- **Source extract**:
BEGIN

Running the blockaid

As we quickly ride through corners the chunks of missing pavement go to whole lanes and we bounce and skid and slide through the turns making sure we aren’t being followed. Pulling into Palenque we are happy to see our hotel is in the jungle with only one-way in. Recounting our story to the reception desk we find out this is common here and we aren’t the first ones to have run this blockade.

 

We ate at the hotel’s on-site restaurant tonight amid the evening cries of birds and Howler Monkeys, an eerie sound in the darkening day. Tomorrow we will be taking a tour bus to Aqua Azul Waterfalls, Misol-Ha Waterfalls and Zona Arqueológica ruins. We want to swim and the pavement is more of a challenge than I want to do two days in a row.

Aqua Azul Waterfalls, (Spanish for “Blue Water Falls”), consists of many cataracts following one after another. The larger cataracts may be as high as 6 meters (20 feet) or so.

Misol-Ha Waterfalls is one single cascade of 35 m of height that falls into a single almost circular pool admits tropical vegetation. The water is of clear blue color due to its high mineral content. Behind the cascade there is a cave of approximately 20 meters in length.

END

Dataset items
BEGIN

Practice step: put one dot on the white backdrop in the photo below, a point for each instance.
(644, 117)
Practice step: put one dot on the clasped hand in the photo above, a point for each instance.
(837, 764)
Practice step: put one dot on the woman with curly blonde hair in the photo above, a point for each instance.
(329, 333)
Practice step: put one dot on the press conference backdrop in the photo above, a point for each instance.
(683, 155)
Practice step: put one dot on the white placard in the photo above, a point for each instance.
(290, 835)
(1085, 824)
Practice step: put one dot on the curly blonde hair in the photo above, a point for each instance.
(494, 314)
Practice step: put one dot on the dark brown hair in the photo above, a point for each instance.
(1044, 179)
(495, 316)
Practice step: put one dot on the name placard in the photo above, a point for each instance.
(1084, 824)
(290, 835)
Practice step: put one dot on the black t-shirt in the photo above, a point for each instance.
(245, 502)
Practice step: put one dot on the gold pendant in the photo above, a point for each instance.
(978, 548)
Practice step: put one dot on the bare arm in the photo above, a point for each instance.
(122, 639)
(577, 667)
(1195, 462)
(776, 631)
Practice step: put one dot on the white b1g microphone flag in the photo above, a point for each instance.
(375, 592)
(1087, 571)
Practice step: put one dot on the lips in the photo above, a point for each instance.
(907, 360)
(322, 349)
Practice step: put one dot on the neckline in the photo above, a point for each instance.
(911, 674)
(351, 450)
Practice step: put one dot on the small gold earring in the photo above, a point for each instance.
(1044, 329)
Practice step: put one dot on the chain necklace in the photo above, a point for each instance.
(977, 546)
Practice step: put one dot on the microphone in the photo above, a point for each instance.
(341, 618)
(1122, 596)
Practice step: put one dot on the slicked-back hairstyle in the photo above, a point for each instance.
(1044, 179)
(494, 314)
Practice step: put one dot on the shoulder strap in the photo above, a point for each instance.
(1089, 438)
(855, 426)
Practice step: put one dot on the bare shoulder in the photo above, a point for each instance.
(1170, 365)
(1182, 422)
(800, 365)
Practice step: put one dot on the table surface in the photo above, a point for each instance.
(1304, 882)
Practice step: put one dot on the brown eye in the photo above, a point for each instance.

END

Copy the travel account from "As we quickly" to "days in a row.", renaming "reception desk" as "front desk". Answer from the travel account alone, without drawing on the listing.

- **Answer below**:
As we quickly ride through corners the chunks of missing pavement go to whole lanes and we bounce and skid and slide through the turns making sure we aren’t being followed. Pulling into Palenque we are happy to see our hotel is in the jungle with only one-way in. Recounting our story to the front desk we find out this is common here and we aren’t the first ones to have run this blockade.

 

We ate at the hotel’s on-site restaurant tonight amid the evening cries of birds and Howler Monkeys, an eerie sound in the darkening day. Tomorrow we will be taking a tour bus to Aqua Azul Waterfalls, Misol-Ha Waterfalls and Zona Arqueológica ruins. We want to swim and the pavement is more of a challenge than I want to do two days in a row.